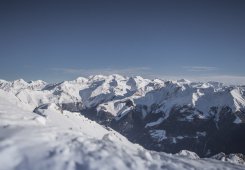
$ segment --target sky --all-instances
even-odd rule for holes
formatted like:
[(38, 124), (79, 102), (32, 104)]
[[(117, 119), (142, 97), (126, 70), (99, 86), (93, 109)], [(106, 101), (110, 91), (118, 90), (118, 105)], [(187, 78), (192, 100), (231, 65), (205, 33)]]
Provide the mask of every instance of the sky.
[(245, 84), (245, 1), (0, 1), (0, 79), (113, 73)]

^^^^^^^^

#### Task goal:
Copy all of the lines above exactly, leaving the picture out.

#### Result for this task:
$ segment --target sky --all-instances
even-odd rule for holes
formatted like:
[(38, 124), (79, 102), (32, 104)]
[[(117, 119), (142, 97), (126, 70), (99, 86), (93, 109)], [(106, 101), (110, 91), (118, 90), (118, 105)], [(187, 78), (192, 100), (231, 65), (205, 33)]]
Provide the mask of every instance of the sky.
[(245, 84), (245, 1), (0, 1), (0, 79), (113, 73)]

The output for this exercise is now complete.